Commissioner Duane Mitchell said the county received around $4.11 million in July from oil revenues, but its last check, received on Oct. 27, was just $1.25 million.

“We are down 75 percent of oil revenue money from the state, and that is oil produced in Richland County,” Mitchell told the Sidney Herald. “The oil we produced in the quarter we got paid for in July, we had about 46 percent of the oil (production wise). This one is 35 percent, so our production is down 10 percent. The total revenue is still far better than anyone else, but it’s down 75 percent.”

Mitchell said one thing many people might not realize is that many of the newer buildings that have gone up for community services, from fire halls to senior citizens and the fair grounds, have been paid for with this funding.

“This is going to really curb new construction for a while,” Mitchell said. “And we do use quite a bit of this money to backfill the budget, so we have to look really hard as to how we will face this deficit, as will everyone else. And the year is not yet over.”

The drop in oil revenue, however, is just part of the story when it comes to revenues that support county and state services, Mitchell pointed out.

“All the businesses are not making any money,” Mitchell said. “they are not earning because they don’t have any business. Everything is down.”

This is likely to mean significant cuts over the next year, Mitchell suggested.

“Somehow, some of the services are going to have to be cut, eliminated, or severely reduced in my opinion,” Mitchell said. “That will have an effect on everyone. The whole county. The road department, health department, all the other entities we have going. If the money isn’ there, you have to do something. It’s just like your house. You may have to eliminate the cable bill to keep food on the table.”

Mitchell said the current budget is in good shape, but that the lack of revenue going forward cannot help but affect the next fiscal year, which is just six to eight months away.

Richland County is not the only governmental entity that is feeling the pinch of depressed oil revenue.

Sidney’s Deputy Clerk Treasurer BreeAnn Shanks also reported a dramatic drop in oil revenue at the most recent city council meeting. Shanks said the city’s first oil payment in fiscal year 2020/21 was around $41,000, while the most current payment was $14,976.

Task to complete —
From the county oil revenue article, give back the passage from "Commissioner Duane Mitchell" up to and including "just $1.25 million.", word for word.

[Point localization data]
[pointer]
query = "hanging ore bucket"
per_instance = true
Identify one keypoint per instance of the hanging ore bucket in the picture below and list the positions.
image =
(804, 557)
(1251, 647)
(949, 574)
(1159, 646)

...

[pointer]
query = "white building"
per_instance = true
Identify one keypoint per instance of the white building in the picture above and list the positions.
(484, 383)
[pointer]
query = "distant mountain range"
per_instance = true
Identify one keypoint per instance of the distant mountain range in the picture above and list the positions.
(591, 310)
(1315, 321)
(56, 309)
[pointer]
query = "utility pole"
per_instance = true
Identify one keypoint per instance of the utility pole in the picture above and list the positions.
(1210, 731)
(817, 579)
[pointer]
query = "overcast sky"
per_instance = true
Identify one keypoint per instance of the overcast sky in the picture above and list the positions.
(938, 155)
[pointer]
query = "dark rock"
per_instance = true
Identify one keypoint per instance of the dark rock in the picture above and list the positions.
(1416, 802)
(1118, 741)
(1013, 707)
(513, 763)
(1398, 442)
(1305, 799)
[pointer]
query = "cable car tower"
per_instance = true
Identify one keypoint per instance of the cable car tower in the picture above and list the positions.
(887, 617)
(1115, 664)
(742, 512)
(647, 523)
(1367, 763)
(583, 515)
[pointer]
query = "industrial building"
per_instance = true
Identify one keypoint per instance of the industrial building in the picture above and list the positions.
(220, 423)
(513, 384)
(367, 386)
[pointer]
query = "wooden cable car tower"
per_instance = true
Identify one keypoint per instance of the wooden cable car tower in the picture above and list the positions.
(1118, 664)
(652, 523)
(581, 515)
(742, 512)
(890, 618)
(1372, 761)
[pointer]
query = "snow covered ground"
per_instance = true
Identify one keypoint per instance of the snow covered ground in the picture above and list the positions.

* * *

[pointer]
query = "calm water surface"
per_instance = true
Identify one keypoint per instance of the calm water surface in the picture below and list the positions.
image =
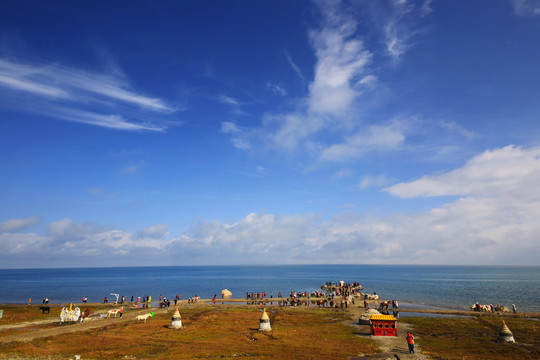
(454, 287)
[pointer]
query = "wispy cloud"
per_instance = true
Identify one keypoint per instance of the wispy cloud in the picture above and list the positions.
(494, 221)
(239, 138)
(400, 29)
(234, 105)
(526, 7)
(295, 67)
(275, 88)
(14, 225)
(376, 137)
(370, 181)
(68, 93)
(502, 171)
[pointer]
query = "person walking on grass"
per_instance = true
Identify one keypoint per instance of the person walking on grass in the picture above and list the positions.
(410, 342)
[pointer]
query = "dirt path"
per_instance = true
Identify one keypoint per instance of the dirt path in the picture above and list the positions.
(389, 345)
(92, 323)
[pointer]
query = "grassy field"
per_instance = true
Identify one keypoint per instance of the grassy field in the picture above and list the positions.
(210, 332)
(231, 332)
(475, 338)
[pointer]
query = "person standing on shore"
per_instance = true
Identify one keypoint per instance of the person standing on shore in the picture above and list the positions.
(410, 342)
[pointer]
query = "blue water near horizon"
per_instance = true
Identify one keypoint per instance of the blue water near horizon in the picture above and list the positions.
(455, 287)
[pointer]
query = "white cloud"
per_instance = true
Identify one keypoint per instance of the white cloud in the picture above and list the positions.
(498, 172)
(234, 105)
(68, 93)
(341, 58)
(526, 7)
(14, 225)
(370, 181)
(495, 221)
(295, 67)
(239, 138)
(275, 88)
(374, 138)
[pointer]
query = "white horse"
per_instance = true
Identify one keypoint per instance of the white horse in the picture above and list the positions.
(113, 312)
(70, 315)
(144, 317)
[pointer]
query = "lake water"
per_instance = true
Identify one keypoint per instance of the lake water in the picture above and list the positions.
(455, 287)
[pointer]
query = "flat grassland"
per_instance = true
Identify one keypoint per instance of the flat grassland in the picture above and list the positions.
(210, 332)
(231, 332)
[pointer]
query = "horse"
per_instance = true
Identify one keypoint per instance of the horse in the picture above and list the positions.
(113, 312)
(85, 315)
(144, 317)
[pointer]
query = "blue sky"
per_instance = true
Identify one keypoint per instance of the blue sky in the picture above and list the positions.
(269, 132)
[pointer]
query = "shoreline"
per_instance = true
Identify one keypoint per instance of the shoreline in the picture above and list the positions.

Finished exercise —
Commissioner Duane Mitchell said the county received around $4.11 million in July from oil revenues, but its last check, received on Oct. 27, was just $1.25 million.